(Record extracts Opens)
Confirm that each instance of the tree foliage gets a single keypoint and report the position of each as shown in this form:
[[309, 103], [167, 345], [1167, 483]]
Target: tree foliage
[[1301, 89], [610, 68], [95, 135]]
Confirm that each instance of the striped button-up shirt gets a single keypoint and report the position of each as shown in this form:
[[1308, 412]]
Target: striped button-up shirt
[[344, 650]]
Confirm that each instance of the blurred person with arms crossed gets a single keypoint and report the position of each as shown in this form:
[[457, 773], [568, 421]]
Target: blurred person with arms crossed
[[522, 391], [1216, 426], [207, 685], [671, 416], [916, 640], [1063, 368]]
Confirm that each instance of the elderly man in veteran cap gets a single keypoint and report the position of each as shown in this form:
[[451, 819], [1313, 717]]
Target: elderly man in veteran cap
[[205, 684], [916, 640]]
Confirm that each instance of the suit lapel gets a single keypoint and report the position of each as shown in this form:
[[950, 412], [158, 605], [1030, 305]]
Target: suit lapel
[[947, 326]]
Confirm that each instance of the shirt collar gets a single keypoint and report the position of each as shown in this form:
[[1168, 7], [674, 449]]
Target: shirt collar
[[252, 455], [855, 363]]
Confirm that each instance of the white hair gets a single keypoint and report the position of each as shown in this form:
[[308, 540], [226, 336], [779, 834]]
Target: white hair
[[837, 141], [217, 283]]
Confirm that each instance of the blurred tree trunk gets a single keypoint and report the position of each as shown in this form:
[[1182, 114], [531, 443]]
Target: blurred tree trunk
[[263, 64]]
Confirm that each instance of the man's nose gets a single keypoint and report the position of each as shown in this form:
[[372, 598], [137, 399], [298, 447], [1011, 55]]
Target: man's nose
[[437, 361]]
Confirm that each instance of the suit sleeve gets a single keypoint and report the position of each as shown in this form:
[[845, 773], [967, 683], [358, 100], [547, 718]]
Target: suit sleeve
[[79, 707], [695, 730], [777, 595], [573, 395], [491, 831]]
(Record extracts Closes)
Exercise details: Please restate every record shown above, word for word.

Task result:
Confirm that each instance of the tree foliage gets a single keypoint and report the position of each as shown in this form:
[[309, 103], [167, 345], [1167, 483]]
Target: tree foliage
[[1301, 89], [610, 68], [95, 135]]
Confirm that each instance of the striped button-up shirt gets a single keypoint and report the position of each as shown in this form:
[[1308, 412]]
Target: striped button-up shirt
[[344, 650]]
Confirm that each instance of the blurred person with arms crossed gets a single keypoint and report the position of each as shown in this form:
[[457, 773], [568, 421]]
Target: blurred person with arms crossed
[[522, 391], [1216, 426], [207, 685], [671, 416], [916, 640], [1063, 368]]
Confirm that each instance of the elderly man in veteran cap gets a single keypoint and report the position of each as shown in this form:
[[451, 819], [1313, 717]]
Target: elderly man in veteran cap
[[205, 684], [916, 640]]
Confirm that each instance of the suit lapel gets a single keypoint and report the position of each as shown in this form:
[[950, 412], [158, 605], [1030, 305]]
Target: suit lapel
[[947, 326]]
Confirm that each instance of the shirt collar gets a single keypoint and report the position of each as shown in this form:
[[1168, 7], [674, 449]]
Target: shirt collar
[[252, 455], [855, 363]]
Confirm that each instance of the white hair gets a single keypoint and report the position of each as shown in this form:
[[308, 540], [226, 336], [779, 834]]
Target: white hair
[[837, 141], [217, 283]]
Confirm that each instance of the blurred tree trunk gets a single keypoint and report the position of each as shown in this form:
[[1182, 114], [531, 443]]
Target: blurred tree trunk
[[263, 64]]
Confirm that each instance of the man's nose gets a single keypoint and report the position of each as shown in this form:
[[372, 598], [137, 399], [298, 447], [1011, 55]]
Target: man's nose
[[437, 361]]
Confirm that each instance of the suit sleeve gets a single keypoint and report the position of each as shown in this form:
[[845, 773], [967, 683], [358, 100], [547, 718]]
Target: suit sleeve
[[79, 707], [695, 730], [777, 595], [573, 395], [491, 831]]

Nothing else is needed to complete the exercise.